FERNANDO ANDRADE: A fotografia eterniza um momento, uma cena. Você colocou a palavra no seu título, parece uma provocação com que vem depois… sobre mentira, falsificações da realidade. Fale dessa ironia.
SAMUEL MARINHO: Acho que essa poesia quer retratar o momento contemporâneo das verdades esfaceladas. O livro é construído todo em cima de paradoxos e contrapontos, que por vezes deram um nó na minha própria cabeça. Muitos poemas eu concluo sem saber o que eles querem dizer ao certo. Aliás esse é o meu critério pra ter um poema como “acabado” . O verso pra mim é esse mundo das possibilidades. Se eu sinto que já extraí tudo dos versos que acabei de escrever, se tenho esse domínio, é porque não me perdi como deveria na imensidão da poesia. Gosto dessa sensação de, ao final de ter escrito, o poema continuar ali, a me ler. Sobre a ironia, ela circunda um certo dilema do poeta entre ser moderno e ser eterno. Há uma provocação no livro inteiro sobre isso. O eu-lírico está entregue à hipermodernidade, ele fotografa os instantes, porque abdicou desde sempre daquela eternidade do sentido ingênuo de querer perpetuar uma obra no tempo, por isso ele não tem receio algum de usar termos que possam parecer datados, ou facilmente caírem em desuso como o “fake” gravado já no título desse livro. Esse poeta está aí tentando capturar a intensidade do momento, com a matéria-prima tecnológica que lhe bombardeia, disparando de volta uns flashes de eternidade momentânea.
FERNANDO ANDRADE: Teu livro parece transitar entre gêneros narrativos e poéticos, onde o binário é provocado porque até a *prosa morreu na Rússia, entre o que se fala ( a prosa) e o que se sente( a poesia). Esta relação amigável parece confrontar perfis onde os sentimentos como ódio são normais em certos lugares… Comente.

LINHAS ARMAZENADAS

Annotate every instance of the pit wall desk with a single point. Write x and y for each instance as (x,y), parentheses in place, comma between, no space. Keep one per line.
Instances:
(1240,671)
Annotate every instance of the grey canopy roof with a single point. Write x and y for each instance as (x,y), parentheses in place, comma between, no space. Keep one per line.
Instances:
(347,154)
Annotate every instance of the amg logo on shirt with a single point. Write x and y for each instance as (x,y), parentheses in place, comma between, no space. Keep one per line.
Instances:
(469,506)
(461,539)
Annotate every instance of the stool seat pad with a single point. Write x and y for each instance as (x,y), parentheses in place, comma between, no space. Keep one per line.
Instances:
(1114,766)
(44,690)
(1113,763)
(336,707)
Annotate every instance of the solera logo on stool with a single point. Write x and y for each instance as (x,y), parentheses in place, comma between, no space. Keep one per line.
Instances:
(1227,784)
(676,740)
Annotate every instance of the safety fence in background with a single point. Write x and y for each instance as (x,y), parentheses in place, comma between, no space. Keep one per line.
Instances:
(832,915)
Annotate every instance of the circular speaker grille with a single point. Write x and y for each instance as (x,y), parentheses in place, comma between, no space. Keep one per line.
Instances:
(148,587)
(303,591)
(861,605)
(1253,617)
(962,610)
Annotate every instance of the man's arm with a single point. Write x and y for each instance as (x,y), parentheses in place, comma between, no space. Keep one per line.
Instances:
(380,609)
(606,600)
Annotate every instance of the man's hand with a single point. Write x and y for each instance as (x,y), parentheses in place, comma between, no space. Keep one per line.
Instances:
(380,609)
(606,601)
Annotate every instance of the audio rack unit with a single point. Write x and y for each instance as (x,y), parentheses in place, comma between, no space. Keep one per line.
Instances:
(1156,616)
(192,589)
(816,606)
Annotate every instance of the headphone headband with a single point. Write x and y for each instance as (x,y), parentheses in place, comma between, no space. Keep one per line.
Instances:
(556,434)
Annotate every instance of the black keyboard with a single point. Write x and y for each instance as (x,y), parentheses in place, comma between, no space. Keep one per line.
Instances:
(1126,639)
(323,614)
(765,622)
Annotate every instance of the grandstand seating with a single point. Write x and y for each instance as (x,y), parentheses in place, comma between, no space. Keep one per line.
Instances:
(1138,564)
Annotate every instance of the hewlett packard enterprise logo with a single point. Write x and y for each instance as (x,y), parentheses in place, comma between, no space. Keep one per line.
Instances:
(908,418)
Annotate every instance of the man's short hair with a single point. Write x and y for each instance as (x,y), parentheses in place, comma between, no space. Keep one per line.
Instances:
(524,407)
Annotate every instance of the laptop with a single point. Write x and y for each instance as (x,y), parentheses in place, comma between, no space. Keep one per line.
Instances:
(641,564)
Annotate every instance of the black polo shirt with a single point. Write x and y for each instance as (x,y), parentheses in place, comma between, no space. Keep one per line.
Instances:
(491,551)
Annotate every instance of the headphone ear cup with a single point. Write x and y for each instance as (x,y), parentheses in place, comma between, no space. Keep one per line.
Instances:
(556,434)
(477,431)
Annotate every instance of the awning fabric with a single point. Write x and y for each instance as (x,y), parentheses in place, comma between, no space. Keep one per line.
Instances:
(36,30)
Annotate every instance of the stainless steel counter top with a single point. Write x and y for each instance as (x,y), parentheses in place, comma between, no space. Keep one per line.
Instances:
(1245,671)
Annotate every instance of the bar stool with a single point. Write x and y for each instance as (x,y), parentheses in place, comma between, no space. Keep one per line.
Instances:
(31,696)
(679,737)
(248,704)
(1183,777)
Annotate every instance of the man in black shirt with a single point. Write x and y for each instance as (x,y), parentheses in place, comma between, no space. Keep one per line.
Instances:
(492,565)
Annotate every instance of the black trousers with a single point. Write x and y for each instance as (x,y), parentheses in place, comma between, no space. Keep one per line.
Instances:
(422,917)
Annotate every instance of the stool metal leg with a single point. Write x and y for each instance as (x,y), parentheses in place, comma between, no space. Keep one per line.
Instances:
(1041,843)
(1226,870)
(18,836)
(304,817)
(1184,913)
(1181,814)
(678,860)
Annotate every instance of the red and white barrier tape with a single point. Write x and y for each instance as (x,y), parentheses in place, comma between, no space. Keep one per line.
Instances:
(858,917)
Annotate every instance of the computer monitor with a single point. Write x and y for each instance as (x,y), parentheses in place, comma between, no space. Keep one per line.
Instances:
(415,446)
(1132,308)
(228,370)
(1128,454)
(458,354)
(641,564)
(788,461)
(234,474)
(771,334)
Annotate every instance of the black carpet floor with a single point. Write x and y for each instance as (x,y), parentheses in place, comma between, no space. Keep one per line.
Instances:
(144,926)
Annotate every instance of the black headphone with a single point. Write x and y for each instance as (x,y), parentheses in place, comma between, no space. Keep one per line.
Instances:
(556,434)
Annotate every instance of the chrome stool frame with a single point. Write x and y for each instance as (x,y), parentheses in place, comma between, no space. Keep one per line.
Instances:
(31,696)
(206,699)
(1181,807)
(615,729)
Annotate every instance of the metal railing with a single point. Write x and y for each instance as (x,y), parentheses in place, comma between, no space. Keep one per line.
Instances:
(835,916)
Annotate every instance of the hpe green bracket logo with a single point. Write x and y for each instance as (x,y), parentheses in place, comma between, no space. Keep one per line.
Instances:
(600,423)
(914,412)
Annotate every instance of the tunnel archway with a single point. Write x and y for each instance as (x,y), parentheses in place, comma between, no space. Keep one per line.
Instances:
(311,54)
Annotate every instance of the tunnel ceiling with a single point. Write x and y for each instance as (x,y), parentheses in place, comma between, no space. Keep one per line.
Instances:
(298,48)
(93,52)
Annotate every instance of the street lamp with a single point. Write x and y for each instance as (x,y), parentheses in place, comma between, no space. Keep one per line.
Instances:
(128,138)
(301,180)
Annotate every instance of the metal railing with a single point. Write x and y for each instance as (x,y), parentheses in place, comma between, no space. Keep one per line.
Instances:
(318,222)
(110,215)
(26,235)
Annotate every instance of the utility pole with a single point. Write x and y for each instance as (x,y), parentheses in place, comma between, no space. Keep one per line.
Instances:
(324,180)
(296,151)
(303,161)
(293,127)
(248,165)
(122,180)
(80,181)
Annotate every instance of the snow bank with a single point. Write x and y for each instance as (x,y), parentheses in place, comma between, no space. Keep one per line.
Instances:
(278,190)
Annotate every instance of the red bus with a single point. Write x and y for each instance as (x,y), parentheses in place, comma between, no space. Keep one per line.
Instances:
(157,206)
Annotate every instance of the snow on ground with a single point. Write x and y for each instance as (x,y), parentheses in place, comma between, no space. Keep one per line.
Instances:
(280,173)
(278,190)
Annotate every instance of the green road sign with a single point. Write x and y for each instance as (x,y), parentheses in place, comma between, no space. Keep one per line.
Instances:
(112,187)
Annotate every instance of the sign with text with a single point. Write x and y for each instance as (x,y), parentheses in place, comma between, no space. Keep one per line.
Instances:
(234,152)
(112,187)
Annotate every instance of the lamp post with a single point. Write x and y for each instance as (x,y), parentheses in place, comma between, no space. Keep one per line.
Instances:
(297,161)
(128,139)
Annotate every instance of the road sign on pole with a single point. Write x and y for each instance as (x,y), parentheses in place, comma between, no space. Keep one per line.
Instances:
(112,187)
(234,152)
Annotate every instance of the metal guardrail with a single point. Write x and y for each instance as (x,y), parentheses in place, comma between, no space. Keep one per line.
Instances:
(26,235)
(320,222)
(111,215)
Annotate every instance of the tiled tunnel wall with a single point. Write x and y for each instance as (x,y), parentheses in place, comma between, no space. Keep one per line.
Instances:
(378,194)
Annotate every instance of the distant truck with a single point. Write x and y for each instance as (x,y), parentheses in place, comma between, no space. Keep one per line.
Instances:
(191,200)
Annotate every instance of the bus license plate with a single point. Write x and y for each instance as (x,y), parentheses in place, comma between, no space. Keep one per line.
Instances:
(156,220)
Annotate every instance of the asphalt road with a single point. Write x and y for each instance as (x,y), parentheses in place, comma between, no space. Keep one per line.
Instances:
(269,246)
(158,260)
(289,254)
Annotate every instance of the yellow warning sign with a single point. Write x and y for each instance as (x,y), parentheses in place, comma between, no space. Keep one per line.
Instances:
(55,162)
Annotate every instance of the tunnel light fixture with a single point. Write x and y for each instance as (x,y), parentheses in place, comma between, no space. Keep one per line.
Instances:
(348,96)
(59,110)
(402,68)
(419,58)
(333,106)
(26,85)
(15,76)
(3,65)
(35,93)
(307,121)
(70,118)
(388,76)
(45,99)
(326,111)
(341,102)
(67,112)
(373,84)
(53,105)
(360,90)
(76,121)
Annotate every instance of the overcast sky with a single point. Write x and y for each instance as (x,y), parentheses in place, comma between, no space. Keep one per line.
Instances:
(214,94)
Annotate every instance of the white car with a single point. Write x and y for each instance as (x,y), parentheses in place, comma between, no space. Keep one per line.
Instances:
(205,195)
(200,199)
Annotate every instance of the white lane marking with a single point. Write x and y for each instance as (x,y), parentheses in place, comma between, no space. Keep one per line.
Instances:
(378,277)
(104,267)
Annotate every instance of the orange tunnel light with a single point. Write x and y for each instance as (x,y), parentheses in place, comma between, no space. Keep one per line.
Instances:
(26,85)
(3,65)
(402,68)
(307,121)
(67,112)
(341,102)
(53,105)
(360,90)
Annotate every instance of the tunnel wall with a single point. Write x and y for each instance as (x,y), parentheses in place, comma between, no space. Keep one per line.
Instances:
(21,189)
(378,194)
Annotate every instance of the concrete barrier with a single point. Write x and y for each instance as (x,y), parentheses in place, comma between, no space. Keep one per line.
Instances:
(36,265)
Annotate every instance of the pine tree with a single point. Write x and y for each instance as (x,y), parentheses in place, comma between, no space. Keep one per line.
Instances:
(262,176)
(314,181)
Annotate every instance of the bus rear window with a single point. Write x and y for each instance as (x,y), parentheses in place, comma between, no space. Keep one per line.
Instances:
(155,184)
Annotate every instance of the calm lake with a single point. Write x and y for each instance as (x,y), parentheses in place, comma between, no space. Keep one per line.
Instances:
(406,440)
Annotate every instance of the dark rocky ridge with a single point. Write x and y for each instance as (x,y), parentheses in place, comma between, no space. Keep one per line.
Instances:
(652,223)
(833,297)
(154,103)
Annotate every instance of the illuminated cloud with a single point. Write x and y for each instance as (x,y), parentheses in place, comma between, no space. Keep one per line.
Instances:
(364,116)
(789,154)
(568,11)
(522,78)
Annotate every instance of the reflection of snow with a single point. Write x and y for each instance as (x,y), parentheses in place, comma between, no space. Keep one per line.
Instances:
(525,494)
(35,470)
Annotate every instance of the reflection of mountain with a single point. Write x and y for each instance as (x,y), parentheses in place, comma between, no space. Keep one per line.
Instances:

TAREFA PROPOSTA
Transcreva fielmente o trecho da entrevista que começa em "FERNANDO ANDRADE: Teu" e vai até "certos lugares… Comente.", incluindo este último.

RESPOSTA DO EXERCÍCIO
FERNANDO ANDRADE: Teu livro parece transitar entre gêneros narrativos e poéticos, onde o binário é provocado porque até a *prosa morreu na Rússia, entre o que se fala ( a prosa) e o que se sente( a poesia). Esta relação amigável parece confrontar perfis onde os sentimentos como ódio são normais em certos lugares… Comente.